Records from a dataset
╭──
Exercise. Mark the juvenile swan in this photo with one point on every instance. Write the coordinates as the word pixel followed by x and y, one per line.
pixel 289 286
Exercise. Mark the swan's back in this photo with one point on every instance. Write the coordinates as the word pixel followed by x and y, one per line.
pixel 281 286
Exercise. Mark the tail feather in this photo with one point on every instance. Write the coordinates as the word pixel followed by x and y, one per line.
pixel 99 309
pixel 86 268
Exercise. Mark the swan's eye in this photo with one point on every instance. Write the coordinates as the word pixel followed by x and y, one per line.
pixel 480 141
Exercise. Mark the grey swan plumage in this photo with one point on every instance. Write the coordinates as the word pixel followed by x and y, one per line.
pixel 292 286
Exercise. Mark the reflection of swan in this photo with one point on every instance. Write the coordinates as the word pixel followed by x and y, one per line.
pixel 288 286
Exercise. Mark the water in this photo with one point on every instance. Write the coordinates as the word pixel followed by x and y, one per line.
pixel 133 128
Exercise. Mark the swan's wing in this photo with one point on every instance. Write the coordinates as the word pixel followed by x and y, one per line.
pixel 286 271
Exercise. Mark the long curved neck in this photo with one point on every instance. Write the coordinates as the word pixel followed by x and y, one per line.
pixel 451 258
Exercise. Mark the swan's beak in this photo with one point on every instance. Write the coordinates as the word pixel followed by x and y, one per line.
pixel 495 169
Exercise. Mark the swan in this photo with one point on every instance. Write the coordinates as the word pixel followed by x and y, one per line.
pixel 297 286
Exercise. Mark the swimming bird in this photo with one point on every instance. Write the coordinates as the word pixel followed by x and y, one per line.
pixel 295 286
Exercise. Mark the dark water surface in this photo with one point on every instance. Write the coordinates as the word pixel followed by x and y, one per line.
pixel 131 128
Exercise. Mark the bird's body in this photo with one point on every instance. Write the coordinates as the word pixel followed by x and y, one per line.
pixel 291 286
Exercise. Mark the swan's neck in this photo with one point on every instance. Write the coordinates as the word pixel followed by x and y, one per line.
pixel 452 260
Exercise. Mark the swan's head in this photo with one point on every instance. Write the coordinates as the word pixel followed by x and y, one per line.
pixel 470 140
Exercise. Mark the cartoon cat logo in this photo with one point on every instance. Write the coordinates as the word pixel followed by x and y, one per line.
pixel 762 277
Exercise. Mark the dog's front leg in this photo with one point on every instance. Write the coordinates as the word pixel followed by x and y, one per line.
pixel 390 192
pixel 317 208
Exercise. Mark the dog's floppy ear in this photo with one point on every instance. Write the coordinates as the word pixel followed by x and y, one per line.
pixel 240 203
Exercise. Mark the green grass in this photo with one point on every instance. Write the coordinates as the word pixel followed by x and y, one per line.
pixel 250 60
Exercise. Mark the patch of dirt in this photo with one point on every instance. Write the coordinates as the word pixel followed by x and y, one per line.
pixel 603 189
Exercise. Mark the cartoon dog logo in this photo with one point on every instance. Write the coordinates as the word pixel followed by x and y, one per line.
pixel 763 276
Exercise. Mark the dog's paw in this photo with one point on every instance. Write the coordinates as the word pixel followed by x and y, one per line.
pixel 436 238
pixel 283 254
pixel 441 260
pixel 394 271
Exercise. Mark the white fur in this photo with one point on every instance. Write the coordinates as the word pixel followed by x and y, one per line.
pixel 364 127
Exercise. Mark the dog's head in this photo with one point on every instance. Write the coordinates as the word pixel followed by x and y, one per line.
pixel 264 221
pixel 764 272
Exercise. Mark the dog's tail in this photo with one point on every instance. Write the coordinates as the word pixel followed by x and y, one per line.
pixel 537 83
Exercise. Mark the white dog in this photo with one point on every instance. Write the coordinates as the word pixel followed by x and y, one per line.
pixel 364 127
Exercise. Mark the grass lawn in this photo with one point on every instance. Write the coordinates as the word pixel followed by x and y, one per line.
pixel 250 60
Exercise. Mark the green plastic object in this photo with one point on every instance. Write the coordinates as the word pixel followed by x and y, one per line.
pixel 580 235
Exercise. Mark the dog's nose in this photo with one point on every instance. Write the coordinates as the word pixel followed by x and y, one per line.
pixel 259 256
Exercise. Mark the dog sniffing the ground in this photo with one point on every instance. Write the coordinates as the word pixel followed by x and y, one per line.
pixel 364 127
╰──
The exercise: Please output all of the items above again, word for word and in their original order.

Result for this task:
Exercise. Mark the juvenile swan in this photo with one point on every instance. Write the coordinates as the word pixel followed by x and y, one per line.
pixel 289 286
Exercise. Mark the swan's back in this photo with one point on every instance. Write the coordinates as the word pixel followed by x and y, one per line.
pixel 281 286
Exercise. Mark the tail feather in this photo with one point on every instance. Write the coordinates as the word pixel followed by x and y, one per line.
pixel 99 309
pixel 86 268
Exercise. Mark the swan's eye in this photo with one point on every instance. Write the coordinates as the word pixel followed by x and y, one per line.
pixel 480 141
Exercise. Mark the grey swan plumage in this photo with one point on every instance. Write the coordinates as the word pixel followed by x and y, one per line.
pixel 292 286
Exercise. Mark the reflection of swan in this photo with one point on every instance. Write the coordinates as the word pixel followed by x and y, one per line.
pixel 288 286
Exercise. Mark the water in this photo with one point on every instance. Write the coordinates as the word pixel followed by x and y, one per line.
pixel 133 128
Exercise. Mark the swan's wing in this photo with one point on every instance. Write the coordinates as the word pixel followed by x and y, one per line.
pixel 286 271
Exercise. Mark the long curved neck in this photo with one point on every instance. Write the coordinates as the word pixel followed by x and y, one per line.
pixel 451 258
Exercise. Mark the swan's beak in this photo with one point on every instance. Write the coordinates as the word pixel followed by x and y, one per line.
pixel 495 169
Exercise. Mark the swan in this photo with one point on every instance. Write the coordinates as the word pixel followed by x and y, one per line.
pixel 297 286
Exercise. Mark the swimming bird in this photo with one point on every instance. Write the coordinates as the word pixel followed by x and y, one per line.
pixel 295 286
Exercise. Mark the dark water surface in this photo with one point on every instance. Write the coordinates as the word pixel followed by x and y, one per line.
pixel 131 128
Exercise. Mark the bird's body in this photo with one point on every instance. Write the coordinates as the word pixel followed by x and y, one per line.
pixel 291 286
Exercise. Mark the swan's neck in this photo with one point on every instance. Write the coordinates as the word pixel followed by x and y, one per line.
pixel 452 260
Exercise. Mark the swan's head in this photo with one point on every instance. Write the coordinates as the word pixel followed by x and y, one per line.
pixel 470 140
Exercise. Mark the cartoon cat logo in this photo with one point on every instance. Write the coordinates as the word pixel followed by x and y, one per line.
pixel 762 277
Exercise. Mark the dog's front leg in this photo with one point on every instance. Write the coordinates as the word pixel followed by x and y, one per line.
pixel 390 192
pixel 317 208
Exercise. Mark the dog's floppy ear in this photo with one point on every instance. Write the coordinates as the word pixel followed by x and y, one per line.
pixel 240 203
Exercise. Mark the green grass in this photo with one point on every instance. Write the coordinates as the word pixel followed by x and y, one per line.
pixel 250 60
Exercise. Mark the patch of dirt in this photo with one point on every instance. Write the coordinates as the word pixel followed by x and y, one per line.
pixel 603 189
Exercise. Mark the cartoon dog logo in this photo with one point on every instance. Write the coordinates as the word pixel followed by x and y, one per line.
pixel 763 276
Exercise. Mark the dog's paw in this photo with one point on every instance. Write the coordinates as the word pixel followed by x and y, one per line.
pixel 436 238
pixel 283 254
pixel 441 260
pixel 394 271
Exercise. Mark the white fur in this photo with one point on every instance. Write the coordinates as the word pixel followed by x and y, one per line.
pixel 364 127
Exercise. Mark the dog's head in this photo with one point on every instance. Write the coordinates as the word pixel followed by x and y, one per line.
pixel 264 221
pixel 764 272
Exercise. Mark the dog's tail in this photo with one point on every instance. Write the coordinates as the word pixel followed by x and y, one per line.
pixel 537 83
Exercise. Mark the white dog in this photo with one point on every instance. Write the coordinates as the word pixel followed by x and y, one per line.
pixel 364 127
Exercise. Mark the grass lawn in this photo with one point on every instance. Write the coordinates as the word pixel followed by x and y, one per line.
pixel 250 60
Exercise. Mark the green plastic object in this photo with one point on every instance. Write the coordinates as the word pixel followed by x and y, one per line.
pixel 580 235
Exercise. Mark the dog's nose in this photo with one point on every instance. Write the coordinates as the word pixel followed by x and y, one per line.
pixel 259 256
Exercise. Mark the dog sniffing the ground in this photo with one point on every instance. Write the coordinates as the word pixel followed by x and y, one per line.
pixel 364 127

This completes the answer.